EXERCISE:
Reproduce only the lines starting at the one containing "Exercise. Mark the wooden drawer" and ending at the one containing "<point>146,270</point>", keeping the item wording unchanged. Multiply each coordinate in the answers by 2.6 and round to whole numbers, with halves rounded up.

EXERCISE INPUTS:
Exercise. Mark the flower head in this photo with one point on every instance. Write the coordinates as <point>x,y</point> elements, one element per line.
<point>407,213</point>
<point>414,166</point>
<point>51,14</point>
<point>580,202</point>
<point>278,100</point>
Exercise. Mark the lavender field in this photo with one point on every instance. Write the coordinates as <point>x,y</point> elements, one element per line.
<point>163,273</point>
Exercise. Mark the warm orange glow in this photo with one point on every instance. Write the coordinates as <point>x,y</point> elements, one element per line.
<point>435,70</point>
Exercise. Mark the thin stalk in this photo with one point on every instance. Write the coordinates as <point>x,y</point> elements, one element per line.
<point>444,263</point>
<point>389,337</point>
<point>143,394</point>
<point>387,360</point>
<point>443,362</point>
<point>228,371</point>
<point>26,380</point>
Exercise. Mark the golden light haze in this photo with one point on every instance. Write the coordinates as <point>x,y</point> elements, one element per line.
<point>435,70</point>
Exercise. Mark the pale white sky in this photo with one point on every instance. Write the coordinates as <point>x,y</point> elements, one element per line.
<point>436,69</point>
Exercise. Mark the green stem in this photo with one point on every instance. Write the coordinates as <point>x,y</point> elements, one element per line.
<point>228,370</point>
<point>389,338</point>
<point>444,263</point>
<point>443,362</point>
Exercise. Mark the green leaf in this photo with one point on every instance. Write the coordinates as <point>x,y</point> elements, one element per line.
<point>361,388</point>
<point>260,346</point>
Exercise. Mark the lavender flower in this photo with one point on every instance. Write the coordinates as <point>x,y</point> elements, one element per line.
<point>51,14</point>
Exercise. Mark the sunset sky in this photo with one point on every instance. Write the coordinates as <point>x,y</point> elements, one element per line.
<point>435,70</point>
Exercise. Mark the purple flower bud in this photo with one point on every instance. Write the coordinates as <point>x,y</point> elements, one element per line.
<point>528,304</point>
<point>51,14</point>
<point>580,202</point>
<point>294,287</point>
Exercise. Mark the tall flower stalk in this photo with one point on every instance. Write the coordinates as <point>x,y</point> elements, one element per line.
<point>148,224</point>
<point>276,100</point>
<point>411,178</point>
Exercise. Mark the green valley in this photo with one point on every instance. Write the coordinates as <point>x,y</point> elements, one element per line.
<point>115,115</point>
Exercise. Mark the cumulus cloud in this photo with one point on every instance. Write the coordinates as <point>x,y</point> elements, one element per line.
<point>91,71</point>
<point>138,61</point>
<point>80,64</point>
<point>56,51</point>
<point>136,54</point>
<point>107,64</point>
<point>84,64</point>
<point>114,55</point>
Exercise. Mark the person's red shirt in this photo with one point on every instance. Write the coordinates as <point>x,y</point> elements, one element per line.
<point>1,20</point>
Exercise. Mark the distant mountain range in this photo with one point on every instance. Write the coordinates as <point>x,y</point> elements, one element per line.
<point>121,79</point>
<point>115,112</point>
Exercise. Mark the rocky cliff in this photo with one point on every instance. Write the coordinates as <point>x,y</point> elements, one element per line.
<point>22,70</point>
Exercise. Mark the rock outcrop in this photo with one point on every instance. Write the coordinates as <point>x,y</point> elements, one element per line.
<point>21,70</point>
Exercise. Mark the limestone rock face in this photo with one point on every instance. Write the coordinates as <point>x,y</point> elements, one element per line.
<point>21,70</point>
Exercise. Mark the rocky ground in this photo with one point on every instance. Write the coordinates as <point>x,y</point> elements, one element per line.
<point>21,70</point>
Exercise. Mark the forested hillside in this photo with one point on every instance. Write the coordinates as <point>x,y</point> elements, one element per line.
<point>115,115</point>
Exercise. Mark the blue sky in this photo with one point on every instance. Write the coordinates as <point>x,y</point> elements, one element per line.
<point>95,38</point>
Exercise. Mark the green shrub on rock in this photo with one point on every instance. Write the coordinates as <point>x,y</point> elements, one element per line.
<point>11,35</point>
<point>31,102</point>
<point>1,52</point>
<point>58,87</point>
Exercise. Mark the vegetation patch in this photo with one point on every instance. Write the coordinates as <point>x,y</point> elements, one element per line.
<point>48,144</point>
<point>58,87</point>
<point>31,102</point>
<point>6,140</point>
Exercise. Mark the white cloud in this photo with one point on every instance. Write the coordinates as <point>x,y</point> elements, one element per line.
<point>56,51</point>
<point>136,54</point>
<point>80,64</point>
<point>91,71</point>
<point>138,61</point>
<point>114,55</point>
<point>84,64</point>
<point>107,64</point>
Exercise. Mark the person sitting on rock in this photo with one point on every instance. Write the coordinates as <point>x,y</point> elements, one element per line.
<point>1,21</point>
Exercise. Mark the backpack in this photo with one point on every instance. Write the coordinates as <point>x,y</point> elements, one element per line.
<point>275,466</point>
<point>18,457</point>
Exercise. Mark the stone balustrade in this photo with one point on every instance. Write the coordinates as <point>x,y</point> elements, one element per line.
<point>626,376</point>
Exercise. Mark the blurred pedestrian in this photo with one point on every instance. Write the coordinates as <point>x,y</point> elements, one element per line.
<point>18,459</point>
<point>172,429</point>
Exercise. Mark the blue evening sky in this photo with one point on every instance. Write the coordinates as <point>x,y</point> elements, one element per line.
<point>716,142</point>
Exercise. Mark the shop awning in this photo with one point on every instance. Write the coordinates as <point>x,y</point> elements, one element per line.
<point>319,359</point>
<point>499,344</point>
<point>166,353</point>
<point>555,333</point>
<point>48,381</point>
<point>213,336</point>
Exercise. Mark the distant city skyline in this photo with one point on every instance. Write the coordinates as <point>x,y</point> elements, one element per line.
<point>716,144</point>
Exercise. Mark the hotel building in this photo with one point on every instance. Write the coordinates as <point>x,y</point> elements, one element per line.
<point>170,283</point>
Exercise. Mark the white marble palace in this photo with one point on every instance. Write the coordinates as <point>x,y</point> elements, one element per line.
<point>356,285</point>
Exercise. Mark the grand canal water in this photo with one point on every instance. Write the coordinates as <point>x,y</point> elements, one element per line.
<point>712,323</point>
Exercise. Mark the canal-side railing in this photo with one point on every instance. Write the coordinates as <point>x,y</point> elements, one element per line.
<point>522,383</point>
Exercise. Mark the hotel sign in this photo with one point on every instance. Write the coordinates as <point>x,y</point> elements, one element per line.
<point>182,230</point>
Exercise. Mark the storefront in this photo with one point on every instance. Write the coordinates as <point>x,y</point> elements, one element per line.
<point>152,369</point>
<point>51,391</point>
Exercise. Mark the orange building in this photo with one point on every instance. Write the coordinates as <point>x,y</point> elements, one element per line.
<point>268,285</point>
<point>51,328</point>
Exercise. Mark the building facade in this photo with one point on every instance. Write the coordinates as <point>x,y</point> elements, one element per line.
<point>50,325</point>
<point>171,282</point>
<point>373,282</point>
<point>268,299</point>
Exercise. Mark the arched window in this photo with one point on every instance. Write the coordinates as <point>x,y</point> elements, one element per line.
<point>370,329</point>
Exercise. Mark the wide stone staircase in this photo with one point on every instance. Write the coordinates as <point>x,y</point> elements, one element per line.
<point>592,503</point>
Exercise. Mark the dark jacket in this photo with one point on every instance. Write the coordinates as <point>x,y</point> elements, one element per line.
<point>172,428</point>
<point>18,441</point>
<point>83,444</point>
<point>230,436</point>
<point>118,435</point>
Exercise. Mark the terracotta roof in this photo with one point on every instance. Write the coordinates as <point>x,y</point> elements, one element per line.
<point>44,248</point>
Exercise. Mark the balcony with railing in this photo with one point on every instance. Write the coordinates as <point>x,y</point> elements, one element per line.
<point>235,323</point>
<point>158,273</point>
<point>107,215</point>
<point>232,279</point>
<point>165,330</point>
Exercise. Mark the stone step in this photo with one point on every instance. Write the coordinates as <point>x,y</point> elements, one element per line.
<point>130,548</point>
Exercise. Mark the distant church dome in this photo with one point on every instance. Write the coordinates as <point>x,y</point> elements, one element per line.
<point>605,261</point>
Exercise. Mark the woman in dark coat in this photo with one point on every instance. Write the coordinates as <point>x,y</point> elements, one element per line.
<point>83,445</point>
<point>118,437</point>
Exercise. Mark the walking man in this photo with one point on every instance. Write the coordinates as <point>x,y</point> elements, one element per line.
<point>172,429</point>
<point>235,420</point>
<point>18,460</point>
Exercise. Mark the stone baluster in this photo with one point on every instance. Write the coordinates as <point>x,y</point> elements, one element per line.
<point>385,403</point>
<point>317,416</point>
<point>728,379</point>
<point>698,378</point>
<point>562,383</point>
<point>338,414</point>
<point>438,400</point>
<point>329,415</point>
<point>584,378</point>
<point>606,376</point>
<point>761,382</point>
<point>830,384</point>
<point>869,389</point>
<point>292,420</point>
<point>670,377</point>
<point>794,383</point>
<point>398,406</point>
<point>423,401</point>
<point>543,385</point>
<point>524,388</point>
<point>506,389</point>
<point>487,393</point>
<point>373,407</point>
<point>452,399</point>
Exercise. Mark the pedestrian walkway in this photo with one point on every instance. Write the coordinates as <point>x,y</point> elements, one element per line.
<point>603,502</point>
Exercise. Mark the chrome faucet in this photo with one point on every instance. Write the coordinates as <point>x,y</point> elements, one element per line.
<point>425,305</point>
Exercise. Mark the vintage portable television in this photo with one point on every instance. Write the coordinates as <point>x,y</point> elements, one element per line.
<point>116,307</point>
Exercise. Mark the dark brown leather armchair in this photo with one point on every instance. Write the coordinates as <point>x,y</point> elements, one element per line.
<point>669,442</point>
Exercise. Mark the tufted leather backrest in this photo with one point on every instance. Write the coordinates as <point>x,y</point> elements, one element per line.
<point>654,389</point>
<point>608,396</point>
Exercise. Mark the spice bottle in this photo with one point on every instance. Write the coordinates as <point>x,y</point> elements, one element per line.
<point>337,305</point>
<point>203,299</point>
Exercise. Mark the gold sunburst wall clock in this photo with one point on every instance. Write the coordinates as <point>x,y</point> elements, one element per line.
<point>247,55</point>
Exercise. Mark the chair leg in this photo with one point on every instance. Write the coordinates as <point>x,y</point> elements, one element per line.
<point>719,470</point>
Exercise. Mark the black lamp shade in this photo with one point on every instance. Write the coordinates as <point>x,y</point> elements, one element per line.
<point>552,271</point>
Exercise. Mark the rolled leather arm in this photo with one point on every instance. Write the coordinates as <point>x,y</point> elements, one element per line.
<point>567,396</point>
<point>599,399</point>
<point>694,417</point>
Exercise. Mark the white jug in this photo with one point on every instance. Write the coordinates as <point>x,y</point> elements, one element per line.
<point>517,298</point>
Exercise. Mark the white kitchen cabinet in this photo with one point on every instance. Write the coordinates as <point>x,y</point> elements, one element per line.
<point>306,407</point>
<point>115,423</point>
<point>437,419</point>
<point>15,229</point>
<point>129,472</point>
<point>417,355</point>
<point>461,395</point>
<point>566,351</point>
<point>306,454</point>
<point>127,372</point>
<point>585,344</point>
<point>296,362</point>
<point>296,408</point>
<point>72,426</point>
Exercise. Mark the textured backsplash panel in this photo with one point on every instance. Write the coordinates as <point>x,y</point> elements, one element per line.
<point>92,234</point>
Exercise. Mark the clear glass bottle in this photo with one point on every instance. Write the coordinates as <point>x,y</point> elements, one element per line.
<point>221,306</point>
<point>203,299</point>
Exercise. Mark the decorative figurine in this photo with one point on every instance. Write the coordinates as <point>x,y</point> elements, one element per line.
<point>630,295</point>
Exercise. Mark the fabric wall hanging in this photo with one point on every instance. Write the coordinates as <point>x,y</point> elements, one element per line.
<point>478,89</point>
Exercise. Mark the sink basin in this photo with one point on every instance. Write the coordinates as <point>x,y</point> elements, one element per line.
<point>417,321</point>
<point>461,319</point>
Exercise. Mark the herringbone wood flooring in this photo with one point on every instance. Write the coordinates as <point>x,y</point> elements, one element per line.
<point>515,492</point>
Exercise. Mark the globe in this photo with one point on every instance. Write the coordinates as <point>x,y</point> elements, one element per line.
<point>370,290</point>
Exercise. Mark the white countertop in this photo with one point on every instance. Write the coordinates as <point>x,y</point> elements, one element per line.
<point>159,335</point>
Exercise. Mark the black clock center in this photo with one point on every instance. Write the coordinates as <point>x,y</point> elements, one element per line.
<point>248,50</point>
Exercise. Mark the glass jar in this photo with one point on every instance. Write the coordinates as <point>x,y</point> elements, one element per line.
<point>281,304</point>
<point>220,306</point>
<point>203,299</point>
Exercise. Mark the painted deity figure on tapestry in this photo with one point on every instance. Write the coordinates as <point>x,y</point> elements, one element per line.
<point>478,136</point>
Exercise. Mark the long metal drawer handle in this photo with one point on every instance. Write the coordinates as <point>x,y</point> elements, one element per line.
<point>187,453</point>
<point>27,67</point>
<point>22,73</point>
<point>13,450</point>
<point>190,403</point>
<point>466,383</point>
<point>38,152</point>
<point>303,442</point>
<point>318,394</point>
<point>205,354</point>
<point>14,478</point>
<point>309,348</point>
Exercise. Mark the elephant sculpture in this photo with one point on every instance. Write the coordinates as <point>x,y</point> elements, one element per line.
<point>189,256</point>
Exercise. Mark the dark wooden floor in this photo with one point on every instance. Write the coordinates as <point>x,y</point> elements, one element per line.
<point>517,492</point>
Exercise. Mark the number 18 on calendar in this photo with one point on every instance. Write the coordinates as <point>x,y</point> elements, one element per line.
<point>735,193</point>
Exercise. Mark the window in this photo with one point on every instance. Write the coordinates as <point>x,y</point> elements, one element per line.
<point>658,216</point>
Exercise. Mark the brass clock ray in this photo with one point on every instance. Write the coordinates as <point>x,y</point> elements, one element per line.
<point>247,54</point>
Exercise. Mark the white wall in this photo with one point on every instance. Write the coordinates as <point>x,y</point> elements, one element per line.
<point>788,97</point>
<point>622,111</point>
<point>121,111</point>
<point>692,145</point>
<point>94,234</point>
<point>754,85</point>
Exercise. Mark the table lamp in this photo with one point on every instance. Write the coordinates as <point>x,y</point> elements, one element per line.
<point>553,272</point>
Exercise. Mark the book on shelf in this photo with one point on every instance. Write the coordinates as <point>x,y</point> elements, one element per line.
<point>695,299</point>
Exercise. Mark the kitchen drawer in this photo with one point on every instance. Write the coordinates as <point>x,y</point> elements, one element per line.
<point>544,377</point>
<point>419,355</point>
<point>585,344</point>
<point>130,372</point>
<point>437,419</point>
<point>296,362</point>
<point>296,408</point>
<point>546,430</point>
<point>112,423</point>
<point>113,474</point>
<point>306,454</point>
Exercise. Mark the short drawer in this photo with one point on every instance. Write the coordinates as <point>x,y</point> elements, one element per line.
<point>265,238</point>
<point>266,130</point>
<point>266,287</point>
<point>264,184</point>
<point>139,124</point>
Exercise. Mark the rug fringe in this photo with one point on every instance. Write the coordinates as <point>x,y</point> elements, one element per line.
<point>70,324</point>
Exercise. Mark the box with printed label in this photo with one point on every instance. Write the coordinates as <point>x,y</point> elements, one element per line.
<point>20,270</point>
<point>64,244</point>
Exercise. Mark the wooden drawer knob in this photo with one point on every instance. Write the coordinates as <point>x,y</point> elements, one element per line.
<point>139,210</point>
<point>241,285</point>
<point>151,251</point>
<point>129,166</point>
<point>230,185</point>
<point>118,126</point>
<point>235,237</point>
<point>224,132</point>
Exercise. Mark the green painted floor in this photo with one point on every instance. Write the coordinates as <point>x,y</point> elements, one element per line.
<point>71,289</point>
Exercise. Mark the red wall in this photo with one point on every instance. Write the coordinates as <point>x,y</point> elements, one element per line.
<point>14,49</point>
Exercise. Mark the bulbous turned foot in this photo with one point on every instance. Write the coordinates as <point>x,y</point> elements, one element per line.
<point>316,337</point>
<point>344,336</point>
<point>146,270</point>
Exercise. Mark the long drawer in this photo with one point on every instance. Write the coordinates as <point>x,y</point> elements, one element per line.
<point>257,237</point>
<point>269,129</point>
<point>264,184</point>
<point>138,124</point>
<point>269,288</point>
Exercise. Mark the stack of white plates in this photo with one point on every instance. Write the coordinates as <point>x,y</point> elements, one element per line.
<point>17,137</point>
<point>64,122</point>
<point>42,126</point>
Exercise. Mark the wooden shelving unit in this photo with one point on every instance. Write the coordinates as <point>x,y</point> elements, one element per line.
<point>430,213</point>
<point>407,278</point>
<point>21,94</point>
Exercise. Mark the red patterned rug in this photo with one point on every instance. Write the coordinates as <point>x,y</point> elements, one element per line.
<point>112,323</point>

EXERCISE OUTPUT:
Exercise. Mark the wooden drawer knob in this photo with one point on every instance. Write the coordinates as <point>x,y</point> elements, one element per line.
<point>361,546</point>
<point>627,741</point>
<point>393,653</point>
<point>335,432</point>
<point>598,481</point>
<point>307,328</point>
<point>611,616</point>
<point>582,343</point>
Exercise. Mark the green painted floor in this photo with one point on every instance. Write the coordinates as <point>x,y</point> elements, one element per line.
<point>185,751</point>
Exercise. Mark the red wall in this photo with one point on every instance. Write the coordinates as <point>x,y</point> elements, one element per line.
<point>36,127</point>
Exercise. Mark the bulbous turned foot in this photo with one point on every instance. Write the coordinates as <point>x,y</point> elements, one element per line.
<point>822,876</point>
<point>894,874</point>
<point>380,702</point>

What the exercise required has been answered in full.